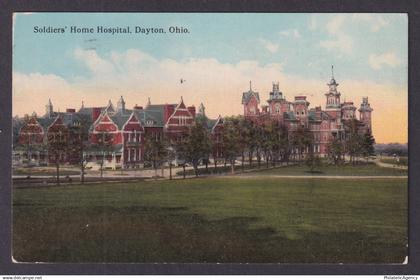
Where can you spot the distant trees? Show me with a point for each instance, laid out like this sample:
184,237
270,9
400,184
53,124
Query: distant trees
155,151
79,142
302,139
367,145
336,151
104,146
57,142
197,144
231,147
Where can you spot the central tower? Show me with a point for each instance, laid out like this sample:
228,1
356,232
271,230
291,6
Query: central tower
333,106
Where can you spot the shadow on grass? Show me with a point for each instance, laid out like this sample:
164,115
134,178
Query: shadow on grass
314,172
174,234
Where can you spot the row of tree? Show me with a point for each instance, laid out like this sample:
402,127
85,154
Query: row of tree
268,142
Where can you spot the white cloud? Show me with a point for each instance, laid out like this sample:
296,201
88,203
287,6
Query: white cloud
313,24
335,24
377,61
270,46
339,41
342,43
290,32
375,21
137,75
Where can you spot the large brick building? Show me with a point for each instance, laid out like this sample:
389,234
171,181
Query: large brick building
117,134
324,124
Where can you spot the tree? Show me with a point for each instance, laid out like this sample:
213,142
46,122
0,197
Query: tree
230,141
155,151
252,140
79,142
57,147
244,137
302,139
268,140
353,143
368,143
197,145
181,153
312,160
336,150
105,143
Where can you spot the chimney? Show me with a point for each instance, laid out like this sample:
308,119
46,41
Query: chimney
191,109
265,108
168,111
96,111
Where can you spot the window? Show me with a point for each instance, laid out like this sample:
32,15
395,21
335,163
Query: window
182,120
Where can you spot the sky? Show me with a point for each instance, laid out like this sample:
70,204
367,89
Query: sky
217,58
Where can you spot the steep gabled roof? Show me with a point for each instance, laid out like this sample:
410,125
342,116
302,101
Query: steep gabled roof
289,116
151,117
246,96
119,119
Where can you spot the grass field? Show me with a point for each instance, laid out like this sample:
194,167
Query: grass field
214,220
43,171
361,169
403,161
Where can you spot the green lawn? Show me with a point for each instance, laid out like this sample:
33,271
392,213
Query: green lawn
43,171
403,161
214,220
361,169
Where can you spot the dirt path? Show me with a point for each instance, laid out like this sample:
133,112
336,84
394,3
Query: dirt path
389,165
246,176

● **WRITTEN PROBLEM**
Repeat only the stretch of lines that begins at the line containing "Where can you spot the chimney?" and ends at the last line above, both included.

● **RESULT BELOW**
Where can you spot the chimney? Show me with a point for each instance, laid out like this sample:
308,119
46,41
Query: chimney
191,109
265,108
168,111
96,111
Where can you spot the window? Show me with a point for each instance, laid out like this sample:
32,15
395,21
335,163
Query: window
182,120
Where can you spot the sky? Show me with a point for each instance, laid out like this sample:
70,204
367,89
Query: sky
217,58
Where can you spot the steep gabled roof? Show me with a point for each instance, laid out like this sample:
410,125
342,116
302,101
Query: steep gabled roof
289,116
151,117
246,96
119,119
Where can you spot the grass field? Show me with a point for each instance, laid out like this sample:
194,167
Query: grass field
214,220
43,171
361,169
403,161
Where can you spot the green lawn? Show me with a point for each instance, laid out like this sample:
33,271
392,213
Query: green lawn
43,171
403,161
214,220
361,169
Where can you spot the dirt path? Show me with a point for each instance, laid out like this sample:
133,112
336,84
394,3
Query: dirt path
389,165
246,176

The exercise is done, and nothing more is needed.